== Provided text ==

RAL Tier1 Workload Management

From GridPP Wiki
Jump to: navigation, search

Important note: As from 1st December 2008, there is no more lcg-RB service offered by RAL Tier1 (lcgrb01, lcgrb02 and lcgrb03.gridpp.rl.ac.uk servers have been decommissioned). The information below is out of date and will be replaced by proper glite-WMSLB related information early January 2009. Users may want however to submit job to lcgwms01 and lcgwms02.gridpp.rl.ac.uk using glite-wms-job-* tools.


Service Endpoints

The RAL Tier1 runs a LCG Workload Management System or Resource Broker on three machines: lcgrb01.gridpp.rl.ac.uk, lcgrb02.gridpp.rl.ac.uk and lcgrb03.gridpp.rl.ac.uk

A list of VOs that the RBs support can be found from

  ldapsearch -x -H ldap://site-bdii.gridpp.rl.ac.uk:2170 \
      -b 'Mds-vo-name=RAL-LCG2,o=Grid' '(GlueServiceType=ResourceBroker)' \
      GlueServiceAccessControlRule

As on 15 October 2008

 GlueServiceAccessControlRule: atlas
 GlueServiceAccessControlRule: alice
 GlueServiceAccessControlRule: lhcb
 GlueServiceAccessControlRule: cms
 GlueServiceAccessControlRule: biomed
 GlueServiceAccessControlRule: zeus
 GlueServiceAccessControlRule: hone
 GlueServiceAccessControlRule: cdf
 GlueServiceAccessControlRule: dzero
 GlueServiceAccessControlRule: babar
 GlueServiceAccessControlRule: pheno
 GlueServiceAccessControlRule: t2k
 GlueServiceAccessControlRule: esr
 GlueServiceAccessControlRule: ilc
 GlueServiceAccessControlRule: magic
 GlueServiceAccessControlRule: minos.vo.gridpp.ac.uk
 GlueServiceAccessControlRule: mice
 GlueServiceAccessControlRule: dteam
 GlueServiceAccessControlRule: fusion
 GlueServiceAccessControlRule: geant4
 GlueServiceAccessControlRule: cedar
 GlueServiceAccessControlRule: manmace
 GlueServiceAccessControlRule: gridpp
 GlueServiceAccessControlRule: ngs.ac.uk
 GlueServiceAccessControlRule: camont
 GlueServiceAccessControlRule: totalep
 GlueServiceAccessControlRule: vo.southgrid.ac.uk
 GlueServiceAccessControlRule: vo.northgrid.ac.uk
 GlueServiceAccessControlRule: vo.scotgrid.ac.uk
 GlueServiceAccessControlRule: supernemo.vo.eu-egee.org
 GlueServiceAccessControlRule: na48
 GlueServiceAccessControlRule: vo.nanocmos.ac.uk
 GlueServiceAccessControlRule: vo.londongrid.ac.uk
 GlueServiceAccessControlRule: ops

Basic Usage

A user interface can be configured to use any of these Resource Brokers (in the example below 'lcgrb01' can be replaced with 'lcgrb02')

===
== Information given ==

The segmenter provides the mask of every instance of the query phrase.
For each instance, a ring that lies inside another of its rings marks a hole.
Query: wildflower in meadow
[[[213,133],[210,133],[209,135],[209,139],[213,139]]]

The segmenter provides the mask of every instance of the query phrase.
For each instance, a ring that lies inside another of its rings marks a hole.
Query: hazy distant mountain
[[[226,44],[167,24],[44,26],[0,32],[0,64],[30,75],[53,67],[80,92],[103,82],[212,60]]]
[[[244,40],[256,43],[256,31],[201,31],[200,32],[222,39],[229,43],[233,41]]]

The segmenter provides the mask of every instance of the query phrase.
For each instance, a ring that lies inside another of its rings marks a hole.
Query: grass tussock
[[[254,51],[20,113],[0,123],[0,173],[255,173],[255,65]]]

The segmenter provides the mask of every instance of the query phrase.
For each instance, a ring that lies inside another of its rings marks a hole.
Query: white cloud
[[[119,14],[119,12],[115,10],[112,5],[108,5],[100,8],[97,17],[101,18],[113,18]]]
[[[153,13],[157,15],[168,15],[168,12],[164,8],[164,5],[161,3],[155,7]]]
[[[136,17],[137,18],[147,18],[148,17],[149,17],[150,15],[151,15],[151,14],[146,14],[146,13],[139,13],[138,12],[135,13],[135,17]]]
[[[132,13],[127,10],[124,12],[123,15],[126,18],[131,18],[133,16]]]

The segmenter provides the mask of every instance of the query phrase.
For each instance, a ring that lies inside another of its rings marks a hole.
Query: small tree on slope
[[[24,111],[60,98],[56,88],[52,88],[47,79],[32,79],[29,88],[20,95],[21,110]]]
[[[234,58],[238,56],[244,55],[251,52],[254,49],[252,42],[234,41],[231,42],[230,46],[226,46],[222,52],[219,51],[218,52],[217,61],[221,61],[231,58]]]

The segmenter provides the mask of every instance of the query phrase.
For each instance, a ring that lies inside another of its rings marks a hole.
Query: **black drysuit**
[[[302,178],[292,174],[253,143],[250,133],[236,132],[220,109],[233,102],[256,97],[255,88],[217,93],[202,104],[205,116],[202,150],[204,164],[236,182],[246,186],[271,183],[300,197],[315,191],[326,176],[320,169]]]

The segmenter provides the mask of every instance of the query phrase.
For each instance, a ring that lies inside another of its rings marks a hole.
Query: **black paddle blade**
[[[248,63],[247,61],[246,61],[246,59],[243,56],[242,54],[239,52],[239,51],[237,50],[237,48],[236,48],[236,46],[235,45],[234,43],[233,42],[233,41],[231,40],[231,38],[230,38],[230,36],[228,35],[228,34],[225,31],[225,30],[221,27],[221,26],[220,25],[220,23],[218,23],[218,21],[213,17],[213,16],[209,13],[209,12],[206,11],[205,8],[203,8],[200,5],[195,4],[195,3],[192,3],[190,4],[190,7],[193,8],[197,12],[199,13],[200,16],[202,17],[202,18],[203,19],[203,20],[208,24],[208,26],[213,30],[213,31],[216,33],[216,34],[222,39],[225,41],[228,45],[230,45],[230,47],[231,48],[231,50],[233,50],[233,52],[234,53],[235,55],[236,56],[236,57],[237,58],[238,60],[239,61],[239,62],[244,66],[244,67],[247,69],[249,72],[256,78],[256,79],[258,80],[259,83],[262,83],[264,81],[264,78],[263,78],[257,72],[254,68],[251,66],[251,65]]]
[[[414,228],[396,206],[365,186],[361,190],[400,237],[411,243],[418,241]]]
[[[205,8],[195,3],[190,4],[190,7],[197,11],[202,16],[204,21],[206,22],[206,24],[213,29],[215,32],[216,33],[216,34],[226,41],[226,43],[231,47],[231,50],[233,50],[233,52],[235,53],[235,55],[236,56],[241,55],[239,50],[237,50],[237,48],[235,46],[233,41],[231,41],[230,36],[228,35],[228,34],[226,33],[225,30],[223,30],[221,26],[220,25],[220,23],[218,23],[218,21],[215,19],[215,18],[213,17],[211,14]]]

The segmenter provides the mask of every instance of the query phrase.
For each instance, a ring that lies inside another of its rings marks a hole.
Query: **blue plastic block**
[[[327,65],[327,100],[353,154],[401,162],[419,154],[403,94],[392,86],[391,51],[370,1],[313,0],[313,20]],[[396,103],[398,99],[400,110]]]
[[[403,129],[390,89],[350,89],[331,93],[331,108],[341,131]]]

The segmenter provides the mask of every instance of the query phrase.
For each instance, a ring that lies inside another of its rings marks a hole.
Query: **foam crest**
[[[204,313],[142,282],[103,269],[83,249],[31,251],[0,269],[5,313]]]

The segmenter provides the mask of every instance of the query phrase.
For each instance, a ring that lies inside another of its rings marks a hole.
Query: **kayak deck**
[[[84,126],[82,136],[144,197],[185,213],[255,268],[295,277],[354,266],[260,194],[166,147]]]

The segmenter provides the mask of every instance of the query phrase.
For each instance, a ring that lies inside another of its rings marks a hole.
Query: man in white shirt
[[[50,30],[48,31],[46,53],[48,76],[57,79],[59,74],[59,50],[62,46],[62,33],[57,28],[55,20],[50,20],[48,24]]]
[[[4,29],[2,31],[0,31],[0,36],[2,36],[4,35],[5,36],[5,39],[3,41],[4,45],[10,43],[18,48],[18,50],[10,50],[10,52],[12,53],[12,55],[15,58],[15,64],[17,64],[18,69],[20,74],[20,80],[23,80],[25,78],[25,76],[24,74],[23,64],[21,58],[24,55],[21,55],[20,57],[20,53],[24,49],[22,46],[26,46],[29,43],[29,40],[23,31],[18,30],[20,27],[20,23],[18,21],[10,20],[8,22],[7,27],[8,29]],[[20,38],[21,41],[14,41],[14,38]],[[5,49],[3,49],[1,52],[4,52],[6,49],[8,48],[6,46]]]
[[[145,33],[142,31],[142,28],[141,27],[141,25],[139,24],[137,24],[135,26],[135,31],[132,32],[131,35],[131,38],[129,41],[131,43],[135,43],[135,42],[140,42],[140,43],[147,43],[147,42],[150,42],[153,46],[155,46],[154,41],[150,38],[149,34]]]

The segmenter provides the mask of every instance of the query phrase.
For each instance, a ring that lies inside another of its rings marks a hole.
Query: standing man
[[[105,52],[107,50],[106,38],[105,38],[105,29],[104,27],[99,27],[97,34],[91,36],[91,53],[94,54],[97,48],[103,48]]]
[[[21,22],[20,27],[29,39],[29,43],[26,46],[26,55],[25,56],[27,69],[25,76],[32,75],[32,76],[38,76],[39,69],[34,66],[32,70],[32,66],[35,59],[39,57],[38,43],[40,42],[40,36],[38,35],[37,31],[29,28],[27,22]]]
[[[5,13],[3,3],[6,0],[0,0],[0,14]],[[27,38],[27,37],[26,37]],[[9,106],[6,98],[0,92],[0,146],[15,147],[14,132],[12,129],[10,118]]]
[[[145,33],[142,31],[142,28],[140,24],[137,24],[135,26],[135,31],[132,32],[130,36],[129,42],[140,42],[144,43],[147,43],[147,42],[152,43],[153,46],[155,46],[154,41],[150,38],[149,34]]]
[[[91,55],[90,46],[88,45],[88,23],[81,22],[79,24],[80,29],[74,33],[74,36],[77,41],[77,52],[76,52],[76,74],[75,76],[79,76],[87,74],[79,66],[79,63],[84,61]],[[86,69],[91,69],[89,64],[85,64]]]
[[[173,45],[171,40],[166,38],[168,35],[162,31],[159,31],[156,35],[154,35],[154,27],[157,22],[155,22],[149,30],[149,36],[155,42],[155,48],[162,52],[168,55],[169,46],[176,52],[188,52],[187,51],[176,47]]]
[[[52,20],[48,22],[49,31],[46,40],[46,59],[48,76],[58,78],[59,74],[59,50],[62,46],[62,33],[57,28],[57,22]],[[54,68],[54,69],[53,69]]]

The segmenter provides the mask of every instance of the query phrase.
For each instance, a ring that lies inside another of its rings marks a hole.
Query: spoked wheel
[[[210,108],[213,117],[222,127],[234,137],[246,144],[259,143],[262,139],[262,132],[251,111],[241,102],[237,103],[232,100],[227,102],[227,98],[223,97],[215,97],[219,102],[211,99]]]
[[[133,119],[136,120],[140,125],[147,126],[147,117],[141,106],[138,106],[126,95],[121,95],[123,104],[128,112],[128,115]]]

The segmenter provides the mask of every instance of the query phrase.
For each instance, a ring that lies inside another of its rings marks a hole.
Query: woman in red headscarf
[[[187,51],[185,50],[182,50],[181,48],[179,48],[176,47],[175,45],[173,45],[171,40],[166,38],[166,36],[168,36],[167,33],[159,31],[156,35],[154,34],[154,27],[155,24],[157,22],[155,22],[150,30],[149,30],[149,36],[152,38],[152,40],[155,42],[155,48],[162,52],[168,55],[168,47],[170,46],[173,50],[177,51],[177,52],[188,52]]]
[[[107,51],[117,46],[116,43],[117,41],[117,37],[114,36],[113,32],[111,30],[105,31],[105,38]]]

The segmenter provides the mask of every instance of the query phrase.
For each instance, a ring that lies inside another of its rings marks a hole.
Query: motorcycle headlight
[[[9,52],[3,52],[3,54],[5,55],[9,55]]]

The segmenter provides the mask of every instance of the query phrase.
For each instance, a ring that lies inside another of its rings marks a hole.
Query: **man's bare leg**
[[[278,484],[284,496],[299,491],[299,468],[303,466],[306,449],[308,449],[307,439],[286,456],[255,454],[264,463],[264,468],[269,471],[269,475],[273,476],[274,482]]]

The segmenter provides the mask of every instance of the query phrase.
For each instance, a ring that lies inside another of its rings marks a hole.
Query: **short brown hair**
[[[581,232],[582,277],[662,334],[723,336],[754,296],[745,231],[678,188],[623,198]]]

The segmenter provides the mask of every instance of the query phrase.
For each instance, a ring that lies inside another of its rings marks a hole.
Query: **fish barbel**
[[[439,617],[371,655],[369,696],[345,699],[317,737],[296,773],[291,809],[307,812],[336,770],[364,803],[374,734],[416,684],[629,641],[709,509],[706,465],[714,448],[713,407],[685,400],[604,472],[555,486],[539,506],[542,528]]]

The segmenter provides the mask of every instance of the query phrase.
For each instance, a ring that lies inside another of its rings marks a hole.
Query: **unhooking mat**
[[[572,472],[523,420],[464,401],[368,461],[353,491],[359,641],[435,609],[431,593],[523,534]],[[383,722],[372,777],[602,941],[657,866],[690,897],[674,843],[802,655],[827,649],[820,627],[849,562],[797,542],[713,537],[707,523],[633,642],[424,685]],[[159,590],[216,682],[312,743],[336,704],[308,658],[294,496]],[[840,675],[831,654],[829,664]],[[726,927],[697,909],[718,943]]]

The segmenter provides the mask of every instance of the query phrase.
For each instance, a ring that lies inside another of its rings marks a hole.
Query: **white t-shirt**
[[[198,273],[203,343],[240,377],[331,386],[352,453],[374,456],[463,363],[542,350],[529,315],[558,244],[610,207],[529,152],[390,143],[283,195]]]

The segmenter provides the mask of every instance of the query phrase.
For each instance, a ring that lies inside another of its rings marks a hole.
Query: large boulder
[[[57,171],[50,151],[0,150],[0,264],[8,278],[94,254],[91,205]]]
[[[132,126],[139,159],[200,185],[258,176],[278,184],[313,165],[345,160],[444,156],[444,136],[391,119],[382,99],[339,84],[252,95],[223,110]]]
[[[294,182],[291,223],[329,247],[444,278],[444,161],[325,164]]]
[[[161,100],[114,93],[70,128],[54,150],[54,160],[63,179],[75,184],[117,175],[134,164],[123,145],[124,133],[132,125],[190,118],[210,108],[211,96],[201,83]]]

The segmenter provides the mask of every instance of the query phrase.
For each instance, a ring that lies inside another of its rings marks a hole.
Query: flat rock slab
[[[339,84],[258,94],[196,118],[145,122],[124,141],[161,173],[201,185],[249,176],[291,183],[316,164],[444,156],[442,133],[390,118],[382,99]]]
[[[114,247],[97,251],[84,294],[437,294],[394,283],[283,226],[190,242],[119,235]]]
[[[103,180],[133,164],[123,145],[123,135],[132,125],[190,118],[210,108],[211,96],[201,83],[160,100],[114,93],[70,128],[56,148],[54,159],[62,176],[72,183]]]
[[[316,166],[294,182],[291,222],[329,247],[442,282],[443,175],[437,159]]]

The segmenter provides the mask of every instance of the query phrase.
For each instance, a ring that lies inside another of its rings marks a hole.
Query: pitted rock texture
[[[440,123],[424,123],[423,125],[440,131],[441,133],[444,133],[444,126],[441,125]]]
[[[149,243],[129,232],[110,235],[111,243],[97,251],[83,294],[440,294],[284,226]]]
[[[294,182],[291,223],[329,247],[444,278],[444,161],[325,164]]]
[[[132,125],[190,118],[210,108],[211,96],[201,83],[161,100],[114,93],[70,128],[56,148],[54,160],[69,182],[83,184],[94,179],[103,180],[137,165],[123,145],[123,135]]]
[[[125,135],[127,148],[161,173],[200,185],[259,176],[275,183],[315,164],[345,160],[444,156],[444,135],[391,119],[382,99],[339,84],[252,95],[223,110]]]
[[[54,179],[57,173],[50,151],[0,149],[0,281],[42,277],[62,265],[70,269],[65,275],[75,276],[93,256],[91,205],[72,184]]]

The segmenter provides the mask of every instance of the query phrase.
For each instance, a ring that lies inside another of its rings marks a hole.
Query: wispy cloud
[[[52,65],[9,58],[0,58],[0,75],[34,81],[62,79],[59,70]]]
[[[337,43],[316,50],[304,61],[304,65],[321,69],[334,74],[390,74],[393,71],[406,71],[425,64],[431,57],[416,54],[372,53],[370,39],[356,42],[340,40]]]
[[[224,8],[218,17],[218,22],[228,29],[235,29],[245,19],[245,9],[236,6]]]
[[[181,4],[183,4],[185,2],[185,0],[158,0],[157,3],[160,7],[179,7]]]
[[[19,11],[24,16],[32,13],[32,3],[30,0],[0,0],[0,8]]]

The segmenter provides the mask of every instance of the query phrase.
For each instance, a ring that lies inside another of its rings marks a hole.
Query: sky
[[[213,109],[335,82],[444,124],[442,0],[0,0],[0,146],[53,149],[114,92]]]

===

• _What to do_:
(1) According to the RAL Tier1 workload management page, from what date did RAL Tier1 stop offering the lcg-RB service?
(2) Carry on writing the RAL Tier1 workload management page from its final line onward.

• _Answers provided_:
(1) From 1st December 2008.

(2)
 # edg_wl_ui.conf
 [
    VirtualOrganisation = "dteam";
    NSAddresses = "lcgrb01.gridpp.rl.ac.uk:7772";
    LBAddresses = "lcgrb01.gridpp.rl.ac.uk:9000";
    MyProxyServer = "lcgrbp01.gridpp.rl.ac.uk"
 ]
 # edg_wl_ui_cmd_var.conf
 [
    rank = - other.GlueCEStateEstimatedResponseTime;
    requirements = other.GlueCEStateStatus == "Production";
    RetryCount = 3; 
    ErrorStorage = "/tmp";
    OutputStorage = "/tmp/jobOutput";
    ListenerPort = 44000;
    ListenerStorage = "/tmp";
    LoggingTimeout = 30;
    LoggingSyncTimeout = 30;
    LoggingDestination = "lcgrb01.gridpp.rl.ac.uk:9002";
    NSLoggerLevel = 0;
    DefaultLogInfoLevel = 0;
    DefaultStatusLevel = 0;
    DefaultVo = "unspecified";
 ]

And finally submit a job with

 $ edg-job-list-match --config edg_wl_ui.conf \
       --config-vo edg_wl_ui_cmd_var.conf  HelloWorld.jdl

Service Monitoring


The ganglia plots also indicates the number of jobs currently held within the logging and bookkeeping service in various states.

Job State Plot Name Description
ABORTED jobs_aborted Aborted by system (at any stage).
CANCELLED jobs_cancelled Cancelled by user.
CLEARED jobs_cleared Output transfered back to user and freed.
DONE jobs_done Execution finished, output is available.
READY jobs_ready Matching resources found.
RUNNING jobs_running Executable is running.
SCHEDULED jobs_scheduled Accepted by LRMS queue.
SUBMITTED jobs_submitted Entered by the user to the User Interface.
WAITING jobs_waiting Accepted by WMS, waiting for resource allocation.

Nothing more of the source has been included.